- **Task data**:
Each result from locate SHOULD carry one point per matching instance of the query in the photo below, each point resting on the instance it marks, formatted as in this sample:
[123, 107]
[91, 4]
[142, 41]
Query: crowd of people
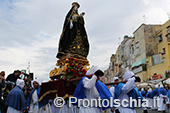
[9, 83]
[22, 95]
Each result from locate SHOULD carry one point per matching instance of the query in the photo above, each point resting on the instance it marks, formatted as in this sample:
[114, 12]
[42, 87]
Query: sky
[30, 29]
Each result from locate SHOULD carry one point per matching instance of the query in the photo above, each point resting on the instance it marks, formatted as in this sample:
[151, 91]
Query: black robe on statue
[73, 41]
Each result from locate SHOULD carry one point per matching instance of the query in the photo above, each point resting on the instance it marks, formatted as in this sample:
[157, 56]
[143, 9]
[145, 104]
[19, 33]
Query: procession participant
[162, 101]
[33, 102]
[127, 90]
[2, 85]
[112, 90]
[13, 77]
[74, 38]
[92, 89]
[155, 95]
[143, 92]
[16, 100]
[148, 96]
[168, 97]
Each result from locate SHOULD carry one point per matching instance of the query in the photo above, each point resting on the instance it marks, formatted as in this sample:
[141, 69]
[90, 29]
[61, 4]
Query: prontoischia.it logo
[132, 103]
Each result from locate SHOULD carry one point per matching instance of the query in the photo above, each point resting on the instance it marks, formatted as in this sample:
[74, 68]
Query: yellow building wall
[165, 65]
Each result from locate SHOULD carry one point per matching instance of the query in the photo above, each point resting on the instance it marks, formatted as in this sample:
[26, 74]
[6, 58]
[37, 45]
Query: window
[159, 38]
[156, 59]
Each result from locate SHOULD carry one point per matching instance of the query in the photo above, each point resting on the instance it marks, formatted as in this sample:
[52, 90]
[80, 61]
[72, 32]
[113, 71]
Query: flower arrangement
[74, 69]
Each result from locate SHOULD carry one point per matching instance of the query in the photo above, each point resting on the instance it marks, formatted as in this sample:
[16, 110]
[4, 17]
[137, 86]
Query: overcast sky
[30, 29]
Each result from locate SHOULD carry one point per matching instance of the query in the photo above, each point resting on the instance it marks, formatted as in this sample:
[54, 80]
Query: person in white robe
[33, 101]
[91, 91]
[163, 99]
[16, 99]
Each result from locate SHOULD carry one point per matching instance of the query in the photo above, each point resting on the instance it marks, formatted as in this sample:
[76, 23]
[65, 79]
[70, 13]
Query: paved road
[150, 111]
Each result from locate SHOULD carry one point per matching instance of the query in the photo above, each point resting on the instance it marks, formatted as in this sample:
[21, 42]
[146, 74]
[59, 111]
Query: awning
[140, 62]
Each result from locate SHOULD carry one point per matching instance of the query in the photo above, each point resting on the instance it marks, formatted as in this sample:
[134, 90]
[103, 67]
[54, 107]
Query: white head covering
[92, 70]
[156, 86]
[161, 86]
[115, 78]
[20, 83]
[128, 75]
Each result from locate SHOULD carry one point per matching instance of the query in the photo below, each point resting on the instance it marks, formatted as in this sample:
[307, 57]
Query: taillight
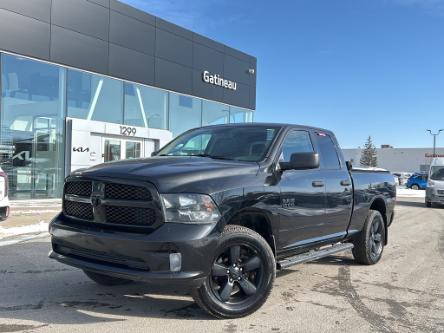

- **What you should do**:
Extract each line of the material above that contains the string "white", matching case exactly.

- **Answer to the problem**:
Query: person in white robe
Query: white head covering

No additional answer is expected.